* [PAGE EXTRACT]:
···
This bloke, the picture of melancholy, made his living wrapping and unwrapping his head scarf for the entertainment of foreigners. As magic tricks go it was completely crap. But as acts of sheer desparation go, it had a fading scent of creativity. We gave him ten rupees. Geez this place can be tough.

11 July 2011

10 July 2011

blinking or dreaming?



Sure, I got the guy blinking, but I reckon this captures the sleeplike state required to handle manual labour in delhi's heat. He looks very zen. There's a book in it Mr Rickshaw wallah - "what i think about when I think about rickshawing" Or "zen and the art of rickshaw maintenance"...


I toyed with buying one of these babies today and getting down and dirty with the delhi traffic. Wonder what the locals would make of a honky on wheels.... "farangi's a nut job" or something like that I'm guessing. I'm definitely going to buy one before I leave.... those springs and old skool seat will turn heads on Melbourne streets. But I want a black one with a lightning bolt. If it says 'super' on it as well, then so be it.
Dear Delhi, I know you’ve always been a bit confused about who you are. But this is taking the piss. Last night you pretended you were Paris and rolled out French wines and quiche Lorraine. This morning you were dressed up as Singapore, all steam and sweat and rumbling thunder on the horizon. And now, at 2:17pm on a Sunday afternoon, you’re trying to pass yourself off as Dubai, hot baked and boring. What’s with that. Would the real Delhi please stand up. Thanks.

8 July 2011

The award for astronomical observatory most likely to become a skatepark goes to....



Jantar Mantar, Delhi (chance of seeing stars through the smog: zip)

7 July 2011

Hero or villain?
···
* [DATA TO EXAMINE]:
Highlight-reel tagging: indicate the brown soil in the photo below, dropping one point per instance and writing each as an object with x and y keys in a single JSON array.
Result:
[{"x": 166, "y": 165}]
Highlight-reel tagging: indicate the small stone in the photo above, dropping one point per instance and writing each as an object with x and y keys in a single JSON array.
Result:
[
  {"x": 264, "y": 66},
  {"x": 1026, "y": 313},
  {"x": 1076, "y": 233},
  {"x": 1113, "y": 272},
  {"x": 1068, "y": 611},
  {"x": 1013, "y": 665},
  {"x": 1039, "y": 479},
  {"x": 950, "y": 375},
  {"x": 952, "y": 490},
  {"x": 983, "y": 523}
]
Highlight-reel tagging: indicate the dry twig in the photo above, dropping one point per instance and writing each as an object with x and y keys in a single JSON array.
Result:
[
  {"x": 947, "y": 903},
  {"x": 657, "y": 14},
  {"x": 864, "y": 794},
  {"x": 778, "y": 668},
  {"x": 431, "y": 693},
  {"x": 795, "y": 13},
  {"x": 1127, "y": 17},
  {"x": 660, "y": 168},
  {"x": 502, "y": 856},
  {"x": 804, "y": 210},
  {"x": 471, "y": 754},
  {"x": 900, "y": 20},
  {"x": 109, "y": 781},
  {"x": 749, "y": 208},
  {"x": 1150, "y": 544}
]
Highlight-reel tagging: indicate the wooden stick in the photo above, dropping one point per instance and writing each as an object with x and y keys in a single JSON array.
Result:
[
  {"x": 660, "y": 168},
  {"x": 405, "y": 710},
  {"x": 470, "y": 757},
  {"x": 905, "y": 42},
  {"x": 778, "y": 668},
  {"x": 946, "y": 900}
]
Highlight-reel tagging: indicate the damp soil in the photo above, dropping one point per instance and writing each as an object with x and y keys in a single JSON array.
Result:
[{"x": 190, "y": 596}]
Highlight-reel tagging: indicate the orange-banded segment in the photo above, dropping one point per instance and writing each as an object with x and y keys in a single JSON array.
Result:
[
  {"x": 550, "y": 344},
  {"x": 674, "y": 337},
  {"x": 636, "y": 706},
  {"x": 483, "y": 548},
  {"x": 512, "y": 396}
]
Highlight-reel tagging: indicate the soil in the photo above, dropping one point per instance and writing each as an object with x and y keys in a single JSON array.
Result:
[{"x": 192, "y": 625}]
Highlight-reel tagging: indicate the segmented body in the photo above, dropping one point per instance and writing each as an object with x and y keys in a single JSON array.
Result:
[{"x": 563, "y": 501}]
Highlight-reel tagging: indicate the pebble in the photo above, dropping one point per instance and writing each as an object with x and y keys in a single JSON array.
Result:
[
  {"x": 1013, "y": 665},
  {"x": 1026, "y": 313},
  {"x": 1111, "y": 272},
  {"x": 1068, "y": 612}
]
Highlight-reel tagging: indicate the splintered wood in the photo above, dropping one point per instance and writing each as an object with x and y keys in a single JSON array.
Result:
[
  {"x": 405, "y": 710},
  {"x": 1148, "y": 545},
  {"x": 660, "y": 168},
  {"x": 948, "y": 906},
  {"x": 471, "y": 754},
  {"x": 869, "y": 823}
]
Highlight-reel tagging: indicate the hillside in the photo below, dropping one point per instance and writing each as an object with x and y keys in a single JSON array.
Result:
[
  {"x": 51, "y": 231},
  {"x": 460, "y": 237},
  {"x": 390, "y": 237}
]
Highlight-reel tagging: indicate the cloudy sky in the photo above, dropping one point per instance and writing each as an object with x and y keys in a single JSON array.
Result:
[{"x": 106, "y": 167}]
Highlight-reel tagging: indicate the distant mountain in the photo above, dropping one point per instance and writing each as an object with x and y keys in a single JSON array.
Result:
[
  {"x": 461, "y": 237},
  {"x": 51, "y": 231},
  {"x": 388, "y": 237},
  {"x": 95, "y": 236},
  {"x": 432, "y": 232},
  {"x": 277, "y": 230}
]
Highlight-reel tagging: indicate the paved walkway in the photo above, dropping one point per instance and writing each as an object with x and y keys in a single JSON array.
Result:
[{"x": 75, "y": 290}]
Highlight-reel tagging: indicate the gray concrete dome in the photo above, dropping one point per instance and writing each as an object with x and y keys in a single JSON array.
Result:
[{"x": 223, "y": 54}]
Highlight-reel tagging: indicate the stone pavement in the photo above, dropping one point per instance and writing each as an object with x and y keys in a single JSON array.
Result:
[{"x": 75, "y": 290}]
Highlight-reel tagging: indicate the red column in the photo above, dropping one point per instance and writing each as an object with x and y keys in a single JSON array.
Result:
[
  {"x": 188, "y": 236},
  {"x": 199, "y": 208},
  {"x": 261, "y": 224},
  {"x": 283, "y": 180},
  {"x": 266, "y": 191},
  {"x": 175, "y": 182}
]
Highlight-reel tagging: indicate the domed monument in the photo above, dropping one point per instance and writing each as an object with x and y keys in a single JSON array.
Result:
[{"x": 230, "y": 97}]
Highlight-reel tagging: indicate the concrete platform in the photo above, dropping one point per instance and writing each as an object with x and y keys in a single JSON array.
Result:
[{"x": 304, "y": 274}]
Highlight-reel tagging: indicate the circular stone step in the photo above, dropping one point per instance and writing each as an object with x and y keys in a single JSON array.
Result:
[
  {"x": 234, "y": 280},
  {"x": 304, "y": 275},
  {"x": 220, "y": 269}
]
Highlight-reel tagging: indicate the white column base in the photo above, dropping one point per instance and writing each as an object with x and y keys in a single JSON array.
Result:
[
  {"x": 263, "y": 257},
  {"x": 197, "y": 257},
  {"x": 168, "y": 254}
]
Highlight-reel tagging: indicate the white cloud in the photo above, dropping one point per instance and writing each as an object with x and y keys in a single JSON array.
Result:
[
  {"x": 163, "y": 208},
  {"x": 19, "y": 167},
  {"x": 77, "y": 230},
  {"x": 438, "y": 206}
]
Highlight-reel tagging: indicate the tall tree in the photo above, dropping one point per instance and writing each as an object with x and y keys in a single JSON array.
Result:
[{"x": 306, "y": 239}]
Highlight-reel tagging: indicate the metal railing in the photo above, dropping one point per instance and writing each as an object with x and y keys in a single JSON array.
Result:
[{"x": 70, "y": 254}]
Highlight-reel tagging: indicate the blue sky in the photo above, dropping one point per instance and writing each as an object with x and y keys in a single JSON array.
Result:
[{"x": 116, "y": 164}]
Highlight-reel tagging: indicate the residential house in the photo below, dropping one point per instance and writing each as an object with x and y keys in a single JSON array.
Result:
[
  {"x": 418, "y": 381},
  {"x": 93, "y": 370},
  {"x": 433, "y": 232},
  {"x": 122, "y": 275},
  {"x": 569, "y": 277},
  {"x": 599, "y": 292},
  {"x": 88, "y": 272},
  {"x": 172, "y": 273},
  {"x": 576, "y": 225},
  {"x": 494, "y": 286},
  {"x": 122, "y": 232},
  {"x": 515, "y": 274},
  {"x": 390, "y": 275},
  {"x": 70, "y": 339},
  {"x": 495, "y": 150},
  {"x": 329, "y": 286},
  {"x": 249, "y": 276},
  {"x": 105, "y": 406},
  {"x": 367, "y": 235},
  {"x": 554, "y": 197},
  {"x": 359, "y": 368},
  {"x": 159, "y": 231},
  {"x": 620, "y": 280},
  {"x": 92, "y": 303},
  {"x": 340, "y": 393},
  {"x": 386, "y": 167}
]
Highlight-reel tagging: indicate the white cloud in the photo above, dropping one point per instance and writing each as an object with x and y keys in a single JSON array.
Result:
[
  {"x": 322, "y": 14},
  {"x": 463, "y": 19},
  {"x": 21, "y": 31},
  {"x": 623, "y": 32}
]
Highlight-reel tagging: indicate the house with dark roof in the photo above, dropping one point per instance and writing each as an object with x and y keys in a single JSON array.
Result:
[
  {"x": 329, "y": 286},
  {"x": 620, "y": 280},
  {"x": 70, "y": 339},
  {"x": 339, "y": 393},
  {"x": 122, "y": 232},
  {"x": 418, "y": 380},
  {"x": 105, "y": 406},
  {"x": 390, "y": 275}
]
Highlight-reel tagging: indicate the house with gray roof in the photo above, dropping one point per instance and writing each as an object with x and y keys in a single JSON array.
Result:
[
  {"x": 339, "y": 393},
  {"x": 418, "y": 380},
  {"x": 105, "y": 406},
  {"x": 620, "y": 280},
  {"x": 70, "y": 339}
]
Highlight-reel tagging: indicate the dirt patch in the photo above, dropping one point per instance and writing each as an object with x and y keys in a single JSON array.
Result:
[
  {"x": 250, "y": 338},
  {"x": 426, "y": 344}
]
···
* [DIRECTIONS]:
1) Reproduce word for word the portion of the Delhi travel blog that begins at the words "I toyed with" and stops after the words "then so be it.".
2) Write the next part of the Delhi travel blog, picking up right after its last line.

* [TASK RESULTS]:
1)
I toyed with buying one of these babies today and getting down and dirty with the delhi traffic. Wonder what the locals would make of a honky on wheels.... "farangi's a nut job" or something like that I'm guessing. I'm definitely going to buy one before I leave.... those springs and old skool seat will turn heads on Melbourne streets. But I want a black one with a lightning bolt. If it says 'super' on it as well, then so be it.

2)
So I'm stumped whether the artist behind this portrait is trying to paint the subject as hero or villain. Clearly the bloke is significant, and the portrait captures his gravitas. But the bursting red veins and steely eyes hint at danger. Should we respect him or be scared of him. Should we vote for him or watch his movie? Wish I could read Tamil.

Goddessfone

Two small piles

6 July 2011

Who has right of way?

Looking out my window right now, traffic on my suburban street is stuck. Coming from the left: one black sedan, one three-wheeled rickshaw, two bicycles and a long-horned brown cow. In the right corner: one white sedan, one motorbike and one cyclist. In the middle, standing still, one high-humped white cow, not quite sure which way it is headed. All the protagonists are frozen trying to figure out who has right of way: does biggest vehicle win or are the cows - the jokers in the pack - free to flaunt their superior road rights? Answer: everybody goes at the same time, and like a sofa through a doorway, inch by inch, progress is made and 20 seconds later the street is clear. Nobody has blinked.

India: endlessly and incredibly India.

4 July 2011

A case of explosively tasty mangoes




My mate told me I was crazy when I said the mangoes from Mumbai were the best in India. I was spouting conventional wisdom and thought this was safe ground. But mangoes are a controversial topic in India, particularly in the flush of the mango season. To prove his point he promised me a special delivery of mangoes, freshly picked from the tree in the courtyard of his family home in Bihar. And sure enough, this magically rustic box arrived today (and freaked out the security guys at work). Only in India could a package of fresh fruit, wrapped like this, and placed on a train 1000km from Delhi arrive in one piece and on my doorstep... a love India moment. And for the record they taste absolutely amazing! No more the sweet superficial Mumbai mango for me... henceforth I'm a Bihar man.

3 July 2011

This shop sells exclusive ribbons, all kinds...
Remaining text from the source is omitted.